Check your understanding:
**1)** Translate this sentence from the retirement forum thread into Spanish: "Rich or poor, one's health can never be taken for granted."
**2)** Pick up the retirement forum thread after its last line and write the next part.

Excerpt to read:
I divorced at 48 and can say without hesitation I would never have been able to retire at 57 if I had remained married.  I was married to a reckless spender and even though I always made good money we struggled trying to get ahead.  I divorced and kept the kids with me, bought the house again, paid spousal support, kids expenses plus college, and still managed to get financially comfortable.

Those of you that married someone you were financially compatable with should count yourself blessed

The thread about living frugally is what really got me thinking about this subject.  All those years of making smart financial decisions are so worth it when you can live comfortably in retirement.  It doesn't mean you have to be a cheapskate,  heck I've spent a lot of fun money in my life,  but I always evaluated the value of what I spent money on. (and still do)


----------



## jimintoronto (Sep 7, 2022)

Our  house is mortgage free, our tenants rent payments cover all of our month to month costs, including utilities, insurance, property taxes and maintenance. Each of us gets the Canada Pension, plus the Old Age Pension plus 2 private pensions from previous long term employment we had . Our 10 year old car is paid for, so are all the appliances in the house ( 3  living  units in the house ). No debts at all. We have a $15,000 emergency fund in a savings account " Just in case we need it ".   JimB.


----------



## Lethe200 (Sep 7, 2022)

Spouse fortunately has full pension with excellent benefits. I worked in various industries and by sheer good luck learned about insurance, banking/finance, and financial planning. 

We are spenders. Always have been and always will be. Fought through some financial bad luck, finally got interested in saving in our mid-40's. Although our progress was haphazard, we kept whittling away at it - holistic financial planning is a BIG complex subject! - and finally got our ducks in a row. The last bull market really helped, as did a moderate inheritance.

Took early retirement - I'm older so retired 2 yrs before he did. Been 12 yrs now and our planning has made all the difference for us. We both worked but made less money than most of the people we know, so good luck, fortunate timing, and properly strategizing has enabled us to enjoy a good retirement without much worry.

Fingers crossed our health holds up, and I hope the same for everyone here. Rich or poor, one's health can never be taken for granted.


----------



## HarryHawk (Sep 7, 2022)

C50 said:


> Those of you that married someone you were financially compatable with should count yourself blessed
> 
> The thread about living frugally is what really got me thinking about this subject.  All those years of making smart financial decisions are so worth it when you can live comfortably in retirement.  It doesn't mean you have to be a cheapskate,  heck I've spent a lot of fun money in my life,  but I always evaluated the value of what I spent money on. (and still do)


My wife and I have always lived frugally, but never did without anything we needed and most things we really wanted. We always lived below our means. The only one who didn't buy into the program was Junior.  He never agreed with my choices like -

"Let's see, you want me to spend money on cable t.v. so you can spend more time watching television"

Records:
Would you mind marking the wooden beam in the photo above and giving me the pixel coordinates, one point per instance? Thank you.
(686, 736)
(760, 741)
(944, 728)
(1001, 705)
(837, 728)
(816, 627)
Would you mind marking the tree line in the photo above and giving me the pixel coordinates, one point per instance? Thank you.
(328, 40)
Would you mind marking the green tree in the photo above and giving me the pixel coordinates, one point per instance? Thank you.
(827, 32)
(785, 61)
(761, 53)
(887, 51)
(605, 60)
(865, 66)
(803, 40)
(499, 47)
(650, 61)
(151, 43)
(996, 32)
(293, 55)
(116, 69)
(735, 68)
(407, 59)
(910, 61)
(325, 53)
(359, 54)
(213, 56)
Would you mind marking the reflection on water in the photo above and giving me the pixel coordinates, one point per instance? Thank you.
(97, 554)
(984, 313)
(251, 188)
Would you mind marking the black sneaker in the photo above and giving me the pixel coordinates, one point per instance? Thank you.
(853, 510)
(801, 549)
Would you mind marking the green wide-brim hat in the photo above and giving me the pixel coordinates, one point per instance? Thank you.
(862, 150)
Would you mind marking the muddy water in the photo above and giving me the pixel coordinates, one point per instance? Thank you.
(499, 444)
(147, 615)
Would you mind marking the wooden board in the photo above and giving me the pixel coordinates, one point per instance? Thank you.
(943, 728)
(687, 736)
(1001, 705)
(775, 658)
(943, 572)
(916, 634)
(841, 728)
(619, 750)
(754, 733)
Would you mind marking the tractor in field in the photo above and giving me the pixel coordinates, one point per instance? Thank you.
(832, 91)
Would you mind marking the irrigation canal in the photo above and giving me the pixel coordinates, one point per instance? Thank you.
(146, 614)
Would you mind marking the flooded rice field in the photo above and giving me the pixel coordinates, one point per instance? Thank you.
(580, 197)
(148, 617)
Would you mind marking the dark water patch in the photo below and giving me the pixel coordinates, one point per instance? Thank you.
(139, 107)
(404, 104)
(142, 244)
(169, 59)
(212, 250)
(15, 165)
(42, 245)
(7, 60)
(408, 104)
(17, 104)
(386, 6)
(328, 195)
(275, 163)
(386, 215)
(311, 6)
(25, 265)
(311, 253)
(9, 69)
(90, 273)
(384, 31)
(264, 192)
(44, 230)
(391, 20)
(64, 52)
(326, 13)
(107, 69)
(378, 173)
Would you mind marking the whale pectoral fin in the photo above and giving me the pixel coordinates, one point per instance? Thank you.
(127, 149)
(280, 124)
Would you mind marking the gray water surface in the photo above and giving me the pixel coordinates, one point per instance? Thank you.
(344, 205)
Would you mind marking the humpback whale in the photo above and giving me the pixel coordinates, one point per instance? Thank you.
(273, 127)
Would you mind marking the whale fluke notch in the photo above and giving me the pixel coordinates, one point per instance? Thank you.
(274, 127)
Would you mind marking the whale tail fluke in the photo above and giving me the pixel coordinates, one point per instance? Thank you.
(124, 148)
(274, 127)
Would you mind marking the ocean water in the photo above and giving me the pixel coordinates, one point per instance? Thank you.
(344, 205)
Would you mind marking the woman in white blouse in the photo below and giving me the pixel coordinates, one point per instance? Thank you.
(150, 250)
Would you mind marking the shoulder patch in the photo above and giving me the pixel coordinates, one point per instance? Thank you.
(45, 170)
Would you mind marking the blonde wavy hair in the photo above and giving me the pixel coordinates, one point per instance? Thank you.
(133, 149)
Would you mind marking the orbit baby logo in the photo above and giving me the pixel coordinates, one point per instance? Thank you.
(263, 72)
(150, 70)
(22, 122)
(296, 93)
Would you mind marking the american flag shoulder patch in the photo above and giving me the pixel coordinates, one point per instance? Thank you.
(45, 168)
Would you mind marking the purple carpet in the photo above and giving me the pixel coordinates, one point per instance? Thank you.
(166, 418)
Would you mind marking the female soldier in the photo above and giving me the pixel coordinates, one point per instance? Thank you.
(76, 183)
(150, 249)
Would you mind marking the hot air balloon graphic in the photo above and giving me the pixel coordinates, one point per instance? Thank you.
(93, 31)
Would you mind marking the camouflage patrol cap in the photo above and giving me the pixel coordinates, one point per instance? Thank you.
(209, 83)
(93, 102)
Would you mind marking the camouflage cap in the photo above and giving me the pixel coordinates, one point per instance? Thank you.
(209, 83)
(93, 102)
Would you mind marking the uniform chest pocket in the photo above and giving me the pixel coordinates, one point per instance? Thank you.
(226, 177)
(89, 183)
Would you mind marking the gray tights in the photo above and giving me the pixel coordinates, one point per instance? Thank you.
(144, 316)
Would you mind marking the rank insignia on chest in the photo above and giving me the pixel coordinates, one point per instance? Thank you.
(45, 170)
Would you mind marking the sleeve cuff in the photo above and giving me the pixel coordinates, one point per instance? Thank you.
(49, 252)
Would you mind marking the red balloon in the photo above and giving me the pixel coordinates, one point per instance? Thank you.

Task responses:
**1)** Seas rico o pobre, la salud nunca puede darse por sentada.

**2)**
"I'm glad to hear all your friends have telephones, if there is ever an emergency you will always be able to borrow one"

I'm very happy with the financial decisions my wife and I made over the years.  Life in today's times would be very scary if one was financially insecure, times are already scary enough.

p.s. In spite of the suffering Junior endured, he turned out o.k., he is an M.D. at one of the top 10 hospital systems in the country and a professor at their Med School.


----------



## Liberty (Sep 7, 2022)

C50 said:


> Pre retirement dental bills were my biggest medical expense every year.  I was on a high deductible plans for many years,  at $4,500 per person deductible and a family of four even routine dental is expensive.  Now with a Medicare advantage plan I'm so very happy with all that's covered.  I went yesterday for a cleaning and ex rays, no charge.  I have an old filling needs replaced,  will cost me nothing.  I think I paid $250 for my crown last year,  I use to pay around $1,400.
> 
> It's such a relief to be at a point in life where every day isn't full of struggle and stress.  Truly a blessing.


Who do you have your advantage plan with?  Wondering if they do cove all hospital expenses like the standard medicare supplement does.


----------



## C50 (Sep 7, 2022)

Liberty said:


> Who do you have your advantage plan with?  Wondering if they do cove all hospital expenses like the standard medicare supplement does.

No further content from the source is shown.